TASK ▸ Return all of the lines below exactly as they are.

SOURCE MATERIAL: Begin

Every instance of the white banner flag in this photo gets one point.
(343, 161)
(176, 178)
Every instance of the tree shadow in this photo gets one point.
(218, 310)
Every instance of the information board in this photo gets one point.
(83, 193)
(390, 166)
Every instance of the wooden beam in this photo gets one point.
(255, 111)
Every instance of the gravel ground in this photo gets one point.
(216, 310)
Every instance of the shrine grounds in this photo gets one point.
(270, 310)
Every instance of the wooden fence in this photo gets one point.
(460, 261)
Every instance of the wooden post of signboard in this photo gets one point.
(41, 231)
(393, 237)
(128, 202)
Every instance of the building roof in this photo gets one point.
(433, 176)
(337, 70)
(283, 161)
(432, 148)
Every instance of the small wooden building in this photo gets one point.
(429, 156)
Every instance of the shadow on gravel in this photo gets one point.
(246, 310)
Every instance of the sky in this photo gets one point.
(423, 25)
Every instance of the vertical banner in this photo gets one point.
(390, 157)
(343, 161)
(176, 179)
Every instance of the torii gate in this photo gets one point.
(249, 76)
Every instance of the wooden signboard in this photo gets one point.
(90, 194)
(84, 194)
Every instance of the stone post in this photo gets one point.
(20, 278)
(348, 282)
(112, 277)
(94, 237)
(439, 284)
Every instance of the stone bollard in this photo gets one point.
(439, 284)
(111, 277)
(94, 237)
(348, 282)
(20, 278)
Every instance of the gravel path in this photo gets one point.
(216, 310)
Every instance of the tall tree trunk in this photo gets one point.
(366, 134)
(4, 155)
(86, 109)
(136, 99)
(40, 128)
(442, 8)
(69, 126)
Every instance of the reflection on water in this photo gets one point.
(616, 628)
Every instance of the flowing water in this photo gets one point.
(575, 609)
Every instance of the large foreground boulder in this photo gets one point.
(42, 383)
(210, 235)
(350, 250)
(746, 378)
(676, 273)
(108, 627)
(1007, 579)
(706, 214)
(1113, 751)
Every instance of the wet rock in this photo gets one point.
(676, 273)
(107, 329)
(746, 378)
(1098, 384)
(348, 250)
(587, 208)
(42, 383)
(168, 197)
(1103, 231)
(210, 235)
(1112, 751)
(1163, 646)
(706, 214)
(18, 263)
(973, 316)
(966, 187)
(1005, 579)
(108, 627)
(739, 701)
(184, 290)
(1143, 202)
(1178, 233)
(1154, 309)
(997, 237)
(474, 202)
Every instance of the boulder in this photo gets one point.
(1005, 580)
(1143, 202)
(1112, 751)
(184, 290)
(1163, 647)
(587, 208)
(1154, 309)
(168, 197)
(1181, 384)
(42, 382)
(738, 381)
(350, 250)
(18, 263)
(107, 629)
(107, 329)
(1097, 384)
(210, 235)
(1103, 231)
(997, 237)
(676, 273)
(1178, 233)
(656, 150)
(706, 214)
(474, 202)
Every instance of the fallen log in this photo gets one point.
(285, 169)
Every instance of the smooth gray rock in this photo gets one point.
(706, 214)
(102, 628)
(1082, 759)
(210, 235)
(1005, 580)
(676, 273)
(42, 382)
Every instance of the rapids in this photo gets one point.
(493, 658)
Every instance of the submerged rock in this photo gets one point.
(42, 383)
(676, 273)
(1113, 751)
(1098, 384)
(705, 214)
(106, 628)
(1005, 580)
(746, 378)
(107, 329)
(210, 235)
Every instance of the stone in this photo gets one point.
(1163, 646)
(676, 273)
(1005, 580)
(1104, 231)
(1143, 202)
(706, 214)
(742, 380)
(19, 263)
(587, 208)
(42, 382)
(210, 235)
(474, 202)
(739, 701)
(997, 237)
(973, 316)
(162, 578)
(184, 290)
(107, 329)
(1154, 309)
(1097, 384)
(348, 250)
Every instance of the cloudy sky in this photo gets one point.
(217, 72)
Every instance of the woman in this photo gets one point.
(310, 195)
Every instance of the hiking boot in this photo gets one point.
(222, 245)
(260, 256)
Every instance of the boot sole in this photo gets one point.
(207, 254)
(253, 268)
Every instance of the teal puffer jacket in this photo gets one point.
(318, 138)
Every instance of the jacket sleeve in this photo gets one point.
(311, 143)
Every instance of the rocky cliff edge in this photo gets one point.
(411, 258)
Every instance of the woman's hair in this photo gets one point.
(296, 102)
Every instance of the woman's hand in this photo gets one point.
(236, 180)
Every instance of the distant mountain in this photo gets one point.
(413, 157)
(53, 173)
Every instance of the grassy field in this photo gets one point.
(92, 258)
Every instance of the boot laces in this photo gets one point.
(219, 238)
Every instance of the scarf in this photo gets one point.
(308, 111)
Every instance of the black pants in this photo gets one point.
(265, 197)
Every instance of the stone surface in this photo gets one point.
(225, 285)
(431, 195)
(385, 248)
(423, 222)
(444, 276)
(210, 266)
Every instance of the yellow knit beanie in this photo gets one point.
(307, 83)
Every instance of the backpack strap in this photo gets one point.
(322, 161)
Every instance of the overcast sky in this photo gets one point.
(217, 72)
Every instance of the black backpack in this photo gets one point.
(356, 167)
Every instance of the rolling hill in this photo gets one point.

SOURCE MATERIAL: End

RESULT ▸
Every instance of the white banner flag in this photo gets one point.
(343, 161)
(176, 178)
Every instance of the tree shadow in this photo gets one point.
(218, 310)
Every instance of the information board in this photo gets one point.
(83, 193)
(390, 166)
Every instance of the wooden beam in this photo gets one point.
(255, 111)
Every instance of the gravel ground in this photo gets one point.
(216, 310)
Every instance of the shrine grounds in this photo gets one point.
(270, 310)
Every instance of the wooden fence in this photo gets one point.
(460, 261)
Every instance of the wooden post of signboard in this photo gets one point.
(41, 231)
(393, 237)
(128, 202)
Every instance of the building roof in this photo gets one point.
(433, 176)
(337, 70)
(283, 161)
(432, 148)
Every instance of the small wooden building in this photo gets one point.
(429, 156)
Every instance of the shadow on gravel in this photo gets one point.
(246, 310)
Every instance of the sky in this photo gets one point.
(423, 25)
Every instance of the vertical banner in this photo gets one point.
(390, 157)
(343, 161)
(176, 179)
Every instance of the torii gate in this photo gets one point.
(249, 76)
Every instance of the wooden signboard in this photo gets one point.
(90, 194)
(84, 194)
Every instance of the stone post in this photo gets one point.
(20, 278)
(348, 282)
(112, 277)
(94, 237)
(439, 284)
Every instance of the stone bollard in this photo gets one point.
(439, 284)
(111, 277)
(94, 237)
(348, 282)
(20, 278)
Every instance of the gravel path in this photo gets one point.
(216, 310)
Every instance of the tall tree trunk in this photo gets one point.
(366, 134)
(4, 155)
(86, 109)
(136, 99)
(40, 128)
(442, 8)
(69, 126)
Every instance of the reflection on water in this photo gets one point.
(616, 628)
Every instance of the flowing water in this photo gets one point.
(575, 609)
Every instance of the large foreground boulder in this photo gets one point.
(42, 383)
(210, 235)
(350, 250)
(746, 378)
(676, 273)
(108, 627)
(1007, 579)
(706, 214)
(1113, 751)
Every instance of the wet rock in this photo gets one point.
(676, 273)
(107, 329)
(746, 378)
(1098, 384)
(348, 250)
(587, 208)
(42, 383)
(168, 197)
(1103, 231)
(210, 235)
(1112, 751)
(1163, 646)
(706, 214)
(18, 263)
(973, 316)
(966, 187)
(1005, 579)
(108, 627)
(739, 701)
(184, 290)
(1143, 202)
(1178, 233)
(1154, 309)
(997, 237)
(474, 202)
Every instance of the boulder in this photo gets one point.
(1005, 580)
(1143, 202)
(1112, 751)
(184, 290)
(1163, 647)
(587, 208)
(1154, 309)
(168, 197)
(1181, 384)
(42, 382)
(738, 381)
(350, 250)
(18, 263)
(107, 629)
(107, 329)
(1097, 384)
(210, 235)
(1103, 231)
(997, 237)
(676, 273)
(1178, 233)
(656, 150)
(706, 214)
(474, 202)
Every instance of the fallen log in this photo gets one point.
(285, 169)
Every instance of the smooth gray rock in this photo gets one point.
(706, 214)
(102, 628)
(1082, 759)
(210, 235)
(1005, 580)
(676, 273)
(42, 382)
Every instance of the rapids in this photo gets one point.
(493, 658)
Every instance of the submerged rock in this photo gets one point.
(42, 383)
(676, 273)
(1113, 751)
(1098, 384)
(705, 214)
(106, 628)
(1005, 580)
(746, 378)
(107, 329)
(210, 235)
Every instance of the stone in this photo gets one point.
(1163, 646)
(676, 273)
(1005, 580)
(1104, 231)
(1143, 202)
(706, 214)
(742, 380)
(19, 263)
(587, 208)
(42, 382)
(210, 235)
(474, 202)
(739, 701)
(997, 237)
(973, 316)
(162, 578)
(184, 290)
(107, 329)
(1154, 309)
(1097, 384)
(348, 250)
Every instance of the cloudy sky in this photo gets one point.
(217, 72)
Every instance of the woman in this photo gets one point.
(310, 195)
Every instance of the hiking boot in this photo gets one point.
(222, 245)
(260, 256)
Every instance of the boot sole in this photo gets one point.
(207, 254)
(253, 268)
Every instance of the teal puffer jacket in this photo gets one point.
(318, 138)
Every instance of the jacket sleeve in this photo gets one point.
(311, 143)
Every instance of the rocky cliff edge in this photo gets one point.
(411, 258)
Every instance of the woman's hair in this photo gets one point.
(296, 102)
Every instance of the woman's hand in this photo gets one point.
(236, 180)
Every instance of the distant mountain in this photo gets one point.
(413, 157)
(53, 173)
Every instance of the grassy field in this photo gets one point.
(92, 258)
Every instance of the boot laces in this photo gets one point.
(219, 238)
Every instance of the scarf in this photo gets one point.
(308, 111)
Every instance of the black pants in this photo gets one point.
(265, 197)
Every instance of the stone surface in this photo gets one point.
(225, 285)
(431, 195)
(385, 248)
(423, 222)
(444, 276)
(210, 266)
Every instance of the yellow knit beanie in this photo gets one point.
(307, 83)
Every instance of the backpack strap in this photo gets one point.
(322, 161)
Every instance of the overcast sky in this photo gets one point.
(217, 72)
Every instance of the black backpack in this photo gets one point.
(356, 167)
Every instance of the rolling hill in this photo gets one point.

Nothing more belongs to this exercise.